## THE DATA:
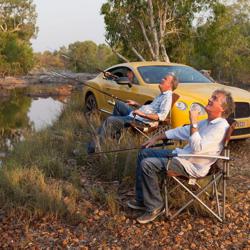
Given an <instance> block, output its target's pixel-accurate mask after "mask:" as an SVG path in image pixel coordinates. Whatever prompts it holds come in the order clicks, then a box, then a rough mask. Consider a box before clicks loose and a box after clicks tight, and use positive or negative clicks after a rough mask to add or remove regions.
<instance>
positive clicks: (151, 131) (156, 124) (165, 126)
mask: <svg viewBox="0 0 250 250" xmlns="http://www.w3.org/2000/svg"><path fill="white" fill-rule="evenodd" d="M179 98H180V96H179V95H178V94H176V93H174V92H173V94H172V105H171V110H170V112H169V114H168V116H167V118H166V119H165V120H164V121H161V122H158V121H156V122H155V123H154V125H153V126H149V125H148V124H145V125H138V124H137V123H136V122H132V123H131V124H130V125H131V127H132V128H133V129H134V130H136V131H138V132H139V133H140V134H142V135H143V136H145V137H146V138H148V139H149V136H148V134H150V133H156V134H157V133H160V132H161V131H165V130H167V129H168V128H169V127H170V125H171V113H172V109H173V107H174V104H175V103H176V102H177V100H178V99H179Z"/></svg>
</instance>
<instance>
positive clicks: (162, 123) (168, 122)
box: [162, 92, 180, 125]
mask: <svg viewBox="0 0 250 250" xmlns="http://www.w3.org/2000/svg"><path fill="white" fill-rule="evenodd" d="M179 98H180V95H178V94H176V93H174V92H173V93H172V104H171V110H170V111H169V114H168V116H167V117H166V119H165V121H163V122H162V124H164V125H169V124H171V113H172V108H173V107H174V105H175V103H176V102H177V100H178V99H179Z"/></svg>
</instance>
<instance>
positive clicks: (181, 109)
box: [175, 102, 187, 110]
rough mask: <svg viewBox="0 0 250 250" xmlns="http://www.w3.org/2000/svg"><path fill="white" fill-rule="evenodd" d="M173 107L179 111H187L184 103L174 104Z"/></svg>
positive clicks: (186, 108)
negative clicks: (179, 110) (174, 104)
mask: <svg viewBox="0 0 250 250" xmlns="http://www.w3.org/2000/svg"><path fill="white" fill-rule="evenodd" d="M175 106H176V107H177V108H178V109H180V110H186V109H187V104H186V103H185V102H176V104H175Z"/></svg>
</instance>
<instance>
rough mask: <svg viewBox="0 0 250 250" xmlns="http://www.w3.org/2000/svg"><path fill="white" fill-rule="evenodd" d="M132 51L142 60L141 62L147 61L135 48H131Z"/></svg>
mask: <svg viewBox="0 0 250 250" xmlns="http://www.w3.org/2000/svg"><path fill="white" fill-rule="evenodd" d="M131 49H132V51H133V52H134V53H135V55H136V56H137V57H138V58H139V59H140V60H141V61H145V59H144V58H143V56H142V55H141V54H140V53H139V52H138V51H137V50H136V49H135V47H133V46H132V47H131Z"/></svg>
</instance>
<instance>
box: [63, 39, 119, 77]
mask: <svg viewBox="0 0 250 250" xmlns="http://www.w3.org/2000/svg"><path fill="white" fill-rule="evenodd" d="M59 54H60V51H59ZM61 54H62V55H65V54H66V55H67V56H68V57H67V58H66V62H67V63H68V67H69V68H70V69H71V70H73V71H75V72H97V71H99V69H102V70H103V69H105V68H107V67H109V66H111V65H113V64H116V63H117V62H118V61H117V58H116V56H115V55H114V54H113V53H112V51H111V49H110V48H109V47H108V46H106V45H105V44H100V45H96V44H95V43H94V42H92V41H84V42H75V43H72V44H70V45H69V47H68V50H67V51H66V53H65V50H64V51H62V53H61Z"/></svg>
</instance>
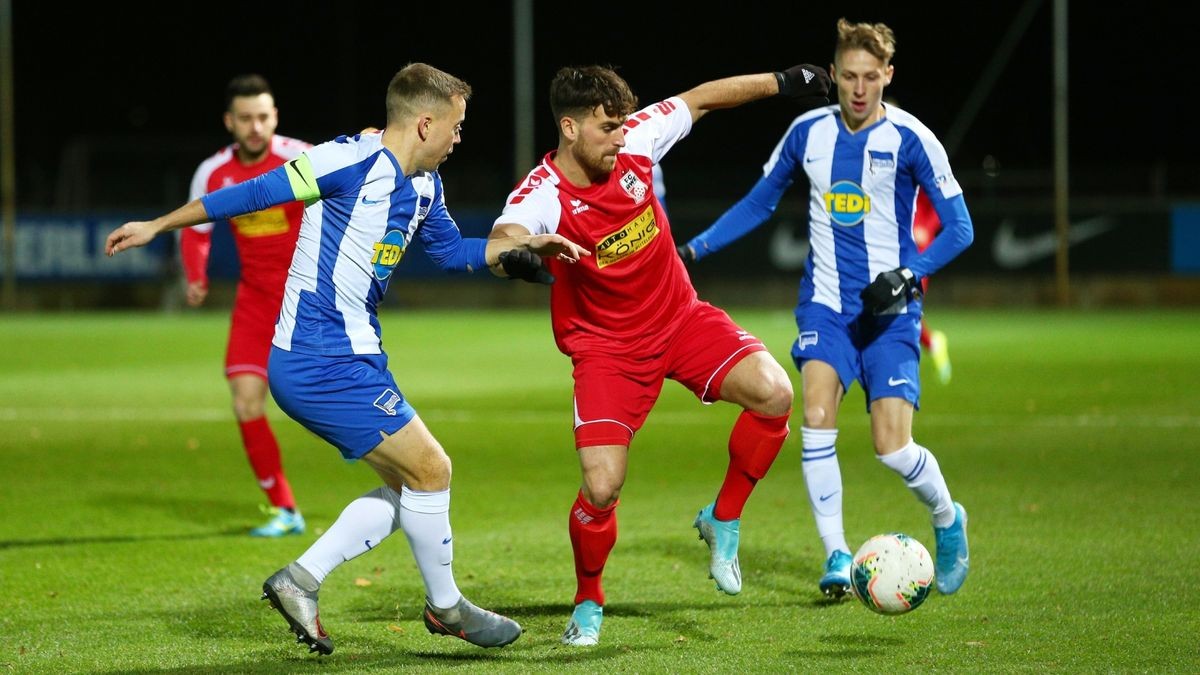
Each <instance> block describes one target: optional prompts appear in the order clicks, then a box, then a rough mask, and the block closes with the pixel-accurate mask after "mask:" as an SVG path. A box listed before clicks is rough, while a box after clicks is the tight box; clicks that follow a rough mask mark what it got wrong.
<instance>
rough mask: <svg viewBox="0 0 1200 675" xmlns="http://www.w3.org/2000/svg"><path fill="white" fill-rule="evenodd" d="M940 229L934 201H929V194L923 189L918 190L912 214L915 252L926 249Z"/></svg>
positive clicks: (941, 224) (913, 233)
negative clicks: (915, 200) (914, 205)
mask: <svg viewBox="0 0 1200 675" xmlns="http://www.w3.org/2000/svg"><path fill="white" fill-rule="evenodd" d="M941 231H942V220H941V219H938V217H937V211H935V210H934V203H932V202H930V201H929V195H928V193H925V191H924V190H918V191H917V208H916V209H913V214H912V240H913V241H914V243H916V244H917V252H918V253H919V252H922V251H924V250H925V249H928V247H929V245H930V244H932V243H934V237H937V233H938V232H941Z"/></svg>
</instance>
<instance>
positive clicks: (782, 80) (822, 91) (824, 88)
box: [775, 64, 833, 110]
mask: <svg viewBox="0 0 1200 675" xmlns="http://www.w3.org/2000/svg"><path fill="white" fill-rule="evenodd" d="M775 79H776V80H778V82H779V95H780V96H787V97H788V98H791V100H792V101H794V102H796V104H797V106H799V107H800V108H803V109H805V110H809V109H812V108H817V107H821V106H824V104H827V103H829V88H830V86H832V85H833V82H832V80H830V79H829V73H827V72H826V71H824V68H822V67H821V66H814V65H812V64H800V65H798V66H792V67H790V68H787V70H786V71H780V72H776V73H775Z"/></svg>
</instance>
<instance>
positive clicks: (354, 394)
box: [266, 347, 416, 459]
mask: <svg viewBox="0 0 1200 675" xmlns="http://www.w3.org/2000/svg"><path fill="white" fill-rule="evenodd" d="M266 381H268V383H269V384H270V387H271V396H274V398H275V402H276V404H278V406H280V408H281V410H282V411H283V412H286V413H288V417H290V418H292V419H294V420H296V422H299V423H300V424H302V425H304V428H305V429H307V430H308V431H312V432H313V434H316V435H318V436H320V437H322V438H324V440H326V441H329V442H330V443H332V444H334V447H336V448H337V449H338V450H341V453H342V456H343V458H346V459H360V458H361V456H362V455H365V454H367V453H370V452H371V450H373V449H374V448H376V446H378V444H379V443H380V442H382V441H383V436H380V435H379V434H380V432H383V434H388V435H389V436H390V435H392V434H395V432H396V431H400V430H401V429H403V428H404V425H407V424H408V423H409V422H410V420H412V419H413V418H414V417H416V411H415V410H413V406H410V405H408V401H407V400H406V399H404V394H402V393H401V390H400V387H396V381H395V380H394V378H392V377H391V374H390V372H388V356H386V354H348V356H334V357H329V356H314V354H300V353H296V352H288V351H286V350H281V348H278V347H271V359H270V362H269V364H268V377H266Z"/></svg>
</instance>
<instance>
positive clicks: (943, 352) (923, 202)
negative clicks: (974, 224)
mask: <svg viewBox="0 0 1200 675" xmlns="http://www.w3.org/2000/svg"><path fill="white" fill-rule="evenodd" d="M941 231H942V221H941V219H938V217H937V211H935V210H934V203H932V202H930V201H929V196H928V195H926V193H925V191H924V190H920V191H918V192H917V208H916V210H914V211H913V216H912V239H913V241H916V243H917V251H918V252H920V251H924V250H925V249H926V247H929V245H930V244H932V241H934V237H937V233H938V232H941ZM928 287H929V277H928V276H926V277H925V279H922V280H920V289H922V292H924V291H925V289H928ZM920 346H922V348H923V350H925V351H926V352H929V357H930V358H931V359H932V360H934V368H935V369H936V370H937V380H938V381H941V383H942V384H948V383H949V382H950V372H952V371H950V352H949V348H948V346H947V344H946V333H942V331H941V330H930V329H929V324H928V323H926V322H925V317H924V316H922V317H920Z"/></svg>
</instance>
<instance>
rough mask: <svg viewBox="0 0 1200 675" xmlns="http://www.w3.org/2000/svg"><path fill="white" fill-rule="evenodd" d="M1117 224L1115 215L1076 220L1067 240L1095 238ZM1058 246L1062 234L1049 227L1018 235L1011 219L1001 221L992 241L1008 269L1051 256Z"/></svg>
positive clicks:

## ASSIGNED TASK:
Output exactly the lines from the first line of the records through the line containing "positive clicks: (162, 123) (168, 122)". Leave out every picture.

## RESULT OF THIS EXERCISE:
Given an <instance> block, output its target's pixel-accurate mask after "mask:" as an SVG path in image pixel coordinates. Whatever prompts it holds come in the order clicks, then a box, then a rough mask. Consider a box before clicks loose and a box after clicks tight, and use positive or negative clicks after a rough mask to add or remove regions.
<instance>
positive clicks: (151, 131) (156, 124) (165, 126)
mask: <svg viewBox="0 0 250 250" xmlns="http://www.w3.org/2000/svg"><path fill="white" fill-rule="evenodd" d="M179 98H180V96H179V95H178V94H176V93H174V92H173V94H172V105H171V110H170V112H169V114H168V116H167V118H166V119H165V120H164V121H161V122H158V121H156V122H155V123H154V125H153V126H149V125H148V124H145V125H138V124H137V123H136V122H132V123H131V124H130V125H131V127H132V128H133V129H134V130H136V131H138V132H139V133H140V134H142V135H143V136H145V137H146V138H148V139H149V136H148V134H150V133H156V134H157V133H160V132H161V131H165V130H167V129H168V128H169V127H170V125H171V113H172V109H173V107H174V104H175V103H176V102H177V100H178V99H179Z"/></svg>
</instance>
<instance>
positive clicks: (162, 123) (168, 122)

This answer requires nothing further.